__Aim__.
Starting at the line containing "Note: in this practice we tag every instance of the undergrowth" and ending with the last line of the records, rewrite every line with each answer coordinate offset by 128, leaving the requests and their sample coordinates unchanged.

__Supplied entries__.
++++++++
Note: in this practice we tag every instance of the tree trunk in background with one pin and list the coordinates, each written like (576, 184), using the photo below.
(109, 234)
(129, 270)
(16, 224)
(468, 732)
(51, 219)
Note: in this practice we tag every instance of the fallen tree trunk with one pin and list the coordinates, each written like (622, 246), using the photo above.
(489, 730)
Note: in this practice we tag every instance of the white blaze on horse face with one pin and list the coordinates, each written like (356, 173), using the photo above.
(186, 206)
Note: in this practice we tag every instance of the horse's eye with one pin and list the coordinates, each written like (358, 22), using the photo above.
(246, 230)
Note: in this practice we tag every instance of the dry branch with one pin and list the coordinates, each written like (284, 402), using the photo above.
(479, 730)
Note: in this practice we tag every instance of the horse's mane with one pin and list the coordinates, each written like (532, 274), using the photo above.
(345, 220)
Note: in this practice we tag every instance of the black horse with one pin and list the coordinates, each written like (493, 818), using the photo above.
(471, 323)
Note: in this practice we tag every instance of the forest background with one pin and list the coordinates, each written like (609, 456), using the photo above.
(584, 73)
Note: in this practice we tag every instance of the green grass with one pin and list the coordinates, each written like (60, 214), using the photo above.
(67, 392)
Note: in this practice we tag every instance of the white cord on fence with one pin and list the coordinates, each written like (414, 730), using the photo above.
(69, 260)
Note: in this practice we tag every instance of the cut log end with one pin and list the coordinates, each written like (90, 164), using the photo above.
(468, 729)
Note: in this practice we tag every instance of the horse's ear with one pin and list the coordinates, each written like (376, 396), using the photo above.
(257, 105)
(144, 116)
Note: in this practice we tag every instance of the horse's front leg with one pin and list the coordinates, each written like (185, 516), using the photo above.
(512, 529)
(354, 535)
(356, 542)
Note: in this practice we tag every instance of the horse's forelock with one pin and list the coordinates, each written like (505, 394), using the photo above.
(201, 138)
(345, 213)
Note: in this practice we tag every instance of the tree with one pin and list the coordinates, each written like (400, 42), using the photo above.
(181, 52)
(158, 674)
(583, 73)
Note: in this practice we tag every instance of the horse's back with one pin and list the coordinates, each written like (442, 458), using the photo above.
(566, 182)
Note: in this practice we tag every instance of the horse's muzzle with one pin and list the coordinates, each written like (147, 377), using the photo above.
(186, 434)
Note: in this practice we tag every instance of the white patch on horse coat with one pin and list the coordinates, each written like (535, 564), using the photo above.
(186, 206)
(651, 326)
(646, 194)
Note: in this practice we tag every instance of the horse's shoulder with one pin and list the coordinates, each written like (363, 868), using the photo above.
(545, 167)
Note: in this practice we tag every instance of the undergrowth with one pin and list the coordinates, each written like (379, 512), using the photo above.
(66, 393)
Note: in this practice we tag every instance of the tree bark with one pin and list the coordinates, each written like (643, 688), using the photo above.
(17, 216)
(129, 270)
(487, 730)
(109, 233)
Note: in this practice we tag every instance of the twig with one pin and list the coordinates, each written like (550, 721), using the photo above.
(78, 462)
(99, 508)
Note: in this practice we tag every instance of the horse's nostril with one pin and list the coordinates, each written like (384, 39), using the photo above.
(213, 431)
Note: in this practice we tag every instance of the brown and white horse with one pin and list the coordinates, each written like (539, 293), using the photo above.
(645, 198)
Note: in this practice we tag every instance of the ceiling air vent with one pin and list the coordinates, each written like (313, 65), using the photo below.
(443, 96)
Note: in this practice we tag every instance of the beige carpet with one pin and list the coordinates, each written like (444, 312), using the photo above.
++++++++
__Written response__.
Note: in this practice we tag every instance of the undergrowth with one pin and list the coordinates, each written like (379, 512), using the photo above.
(194, 521)
Note: in this practice we tag every instance of the tree bark with one pin and list the coordinates, each written like (643, 688), using the photo above.
(145, 344)
(257, 398)
(615, 858)
(237, 361)
Note: in this practice we tag every instance of the twig with one pin and list the coordinates, each written like (550, 721), using the photo above.
(206, 590)
(227, 636)
Note: in this practice we tag every instance of the horse's nostril with one pin and list the coordinates, each written like (384, 39), using the photo above.
(341, 559)
Note: in this practice we tag every instance of the brown and white horse with one pin and list the coordinates, each written like (539, 293), using the photo above.
(773, 326)
Note: in this practice we tag every instance of the ceiling air vent with one pin and list the coordinates, each written like (313, 65), using the photo below.
(571, 224)
Note: in this practice we tag every instance of the beige carpet with one pin and list the coordinates, each written like (444, 312), using the photo above.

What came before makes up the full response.